Brano da leggere:
════════

Oggi, questa frase potrebbe anche farci sorridere, ma allora era da intendersi molto seriamente: esprimeva l’intenzione di tagliare in modo netto con il mondo costruito dalle generazioni dei padri. Molti scapparono di casa (ma attenzione, non si trattava di fughe per capriccio) lasciandosi, spesso alle spalle, una posizione sociale benestante, ma divenuta esistenzialmente insopportabile; altri rifiutarono, in maniera più o meno radicale, la logica del lavoro, ma non perché non avessero la voglia di lavorare, piuttosto perché non volevano farsi prosciugare l’esistenza e oscurare i sogni sotto la scansione quotidiana di un lavoro alienante; tanti si rifiutarono di fare il militare o disertarono, esponendosi a pene molto severe. Negli Stati Uniti un certo numero di ragazzi, per sfuggire all’arruolamento che li avrebbe portati a combattere e a morire in Vietnam si tagliò l’indice della mano destra, come estrema, fisica, diretta protesta contro la guerra.
Ebbene, contro tutti questi giovani (tantissimi, ed oggi, a rievocare quei fatti, mi salgono contemporaneamente commozione e una tristezza infinita) la stampa ben pensante e anche certa stampa di sinistra si scagliò contro violentemente, indicandoli come “legere”/fannulloni/delinquenti/capelloni/sporchi… Tuttavia, come già si è detto, la violenza di questo attacco obbediva ad un copione: isolare la protesta giovanile da altri settori della società civile, intellettuale e produttiva che già esprimevano un’intenzione critica, cercando di comprimerla/circoscriverla entro i limiti del conflitto generazionale, come si trattasse di una roba da “scapestrati”. Ma come si è sottolineato, la posta in gioco andava ben oltre.

════════

Dati estratti:

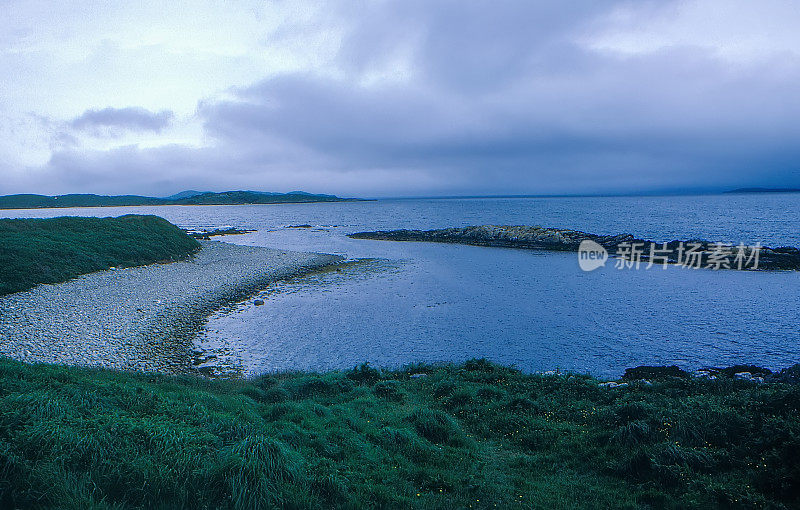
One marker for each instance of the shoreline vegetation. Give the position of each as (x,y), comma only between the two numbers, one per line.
(471,435)
(30,201)
(53,250)
(553,239)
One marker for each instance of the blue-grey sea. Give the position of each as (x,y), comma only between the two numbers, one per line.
(535,310)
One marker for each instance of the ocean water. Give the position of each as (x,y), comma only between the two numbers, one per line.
(405,302)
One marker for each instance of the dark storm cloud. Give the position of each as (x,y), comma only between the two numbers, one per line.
(467,97)
(131,119)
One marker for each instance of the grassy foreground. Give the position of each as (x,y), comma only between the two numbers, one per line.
(475,435)
(52,250)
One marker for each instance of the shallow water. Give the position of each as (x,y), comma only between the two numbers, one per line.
(537,310)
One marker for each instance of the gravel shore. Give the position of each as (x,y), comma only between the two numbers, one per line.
(140,318)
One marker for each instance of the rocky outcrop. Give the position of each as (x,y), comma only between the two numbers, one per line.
(693,253)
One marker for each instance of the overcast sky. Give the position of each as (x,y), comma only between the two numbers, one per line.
(398,98)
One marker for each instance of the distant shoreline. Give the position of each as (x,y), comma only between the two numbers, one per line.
(33,201)
(140,318)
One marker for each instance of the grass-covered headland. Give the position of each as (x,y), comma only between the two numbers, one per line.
(52,250)
(474,435)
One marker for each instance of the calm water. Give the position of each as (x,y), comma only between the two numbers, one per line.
(431,302)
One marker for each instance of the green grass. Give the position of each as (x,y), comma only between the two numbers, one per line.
(34,251)
(475,435)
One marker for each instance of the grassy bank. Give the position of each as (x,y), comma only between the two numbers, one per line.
(470,436)
(52,250)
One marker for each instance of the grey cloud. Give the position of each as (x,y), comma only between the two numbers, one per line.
(498,99)
(130,119)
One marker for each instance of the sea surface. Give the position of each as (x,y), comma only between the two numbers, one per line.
(398,303)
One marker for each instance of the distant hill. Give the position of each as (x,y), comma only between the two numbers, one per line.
(764,190)
(190,197)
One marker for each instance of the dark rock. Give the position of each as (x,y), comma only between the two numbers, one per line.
(654,373)
(753,370)
(541,238)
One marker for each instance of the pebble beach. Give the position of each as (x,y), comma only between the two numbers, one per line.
(140,318)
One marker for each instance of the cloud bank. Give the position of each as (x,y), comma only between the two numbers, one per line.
(130,118)
(453,97)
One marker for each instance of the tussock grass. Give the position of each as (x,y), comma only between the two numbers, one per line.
(53,250)
(465,436)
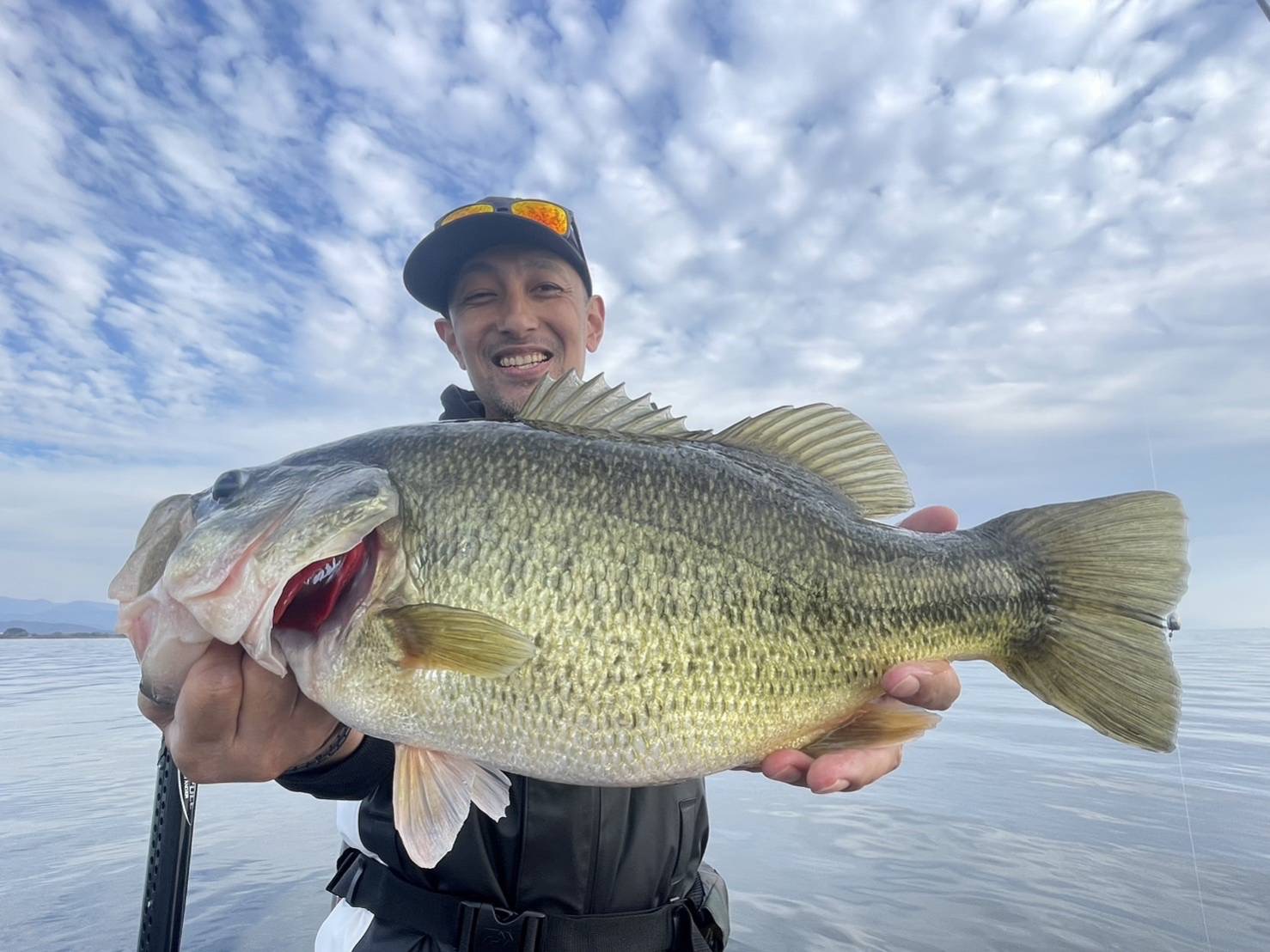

════════

Compiti:
1) Indica se ciascuna delle affermazioni seguenti concorda con il brano sulla protesta giovanile e riporta tra virgolette le parole del brano che lo stabiliscono: (a) negli Stati Uniti alcuni ragazzi si tagliarono l'indice della mano destra per sfuggire all'arruolamento; (b) chi rifiutò la logica del lavoro lo fece perché non aveva voglia di lavorare; (c) contro i giovani si scagliò soltanto la stampa ben pensante.
2) Prosegui il brano sulla protesta giovanile a partire dalla sua ultima frase.

Risposte:
1)
(a) Sì: «si tagliò l’indice della mano destra».
(b) No: «non perché non avessero la voglia di lavorare».
(c) No: «la stampa ben pensante e anche certa stampa di sinistra si scagliò contro violentemente».

2)
E poi non tutti erano giovani. Esisteva infatti un’area di intellettuali, persone di cultura e settori più avanzati e politicizzati della classe operaia (possiamo ipotizzarla come composta da “fratelli maggiori”, professori che si avevano all’università, poeti, scrittori, filosofi, artisti) che, attraverso scioperi e altri tipi di manifestazioni, esprimeva inequivocabilmente il proprio dissenso e/o antagonismo nei confronti della società capitalistica e del modo di vivere borghese. Ebbene tra questa area di pensiero e d’azione e le nuove generazioni ci fu un proficuo scambio, esattamente quello che si voleva impedire.
Ma altri due aspetti fondamentali penso vadano considerati:
1) la diretta sensibilità proprio delle giovani generazioni che ora avevano gli strumenti culturali adatti a leggere/interpretare la storia da un punto di vista non conformista
2) la scansione degli eventi storici: ogni qual volta succedeva qualcosa di storicamente rilevante, il fiume della protesta s’ingrossava sempre più.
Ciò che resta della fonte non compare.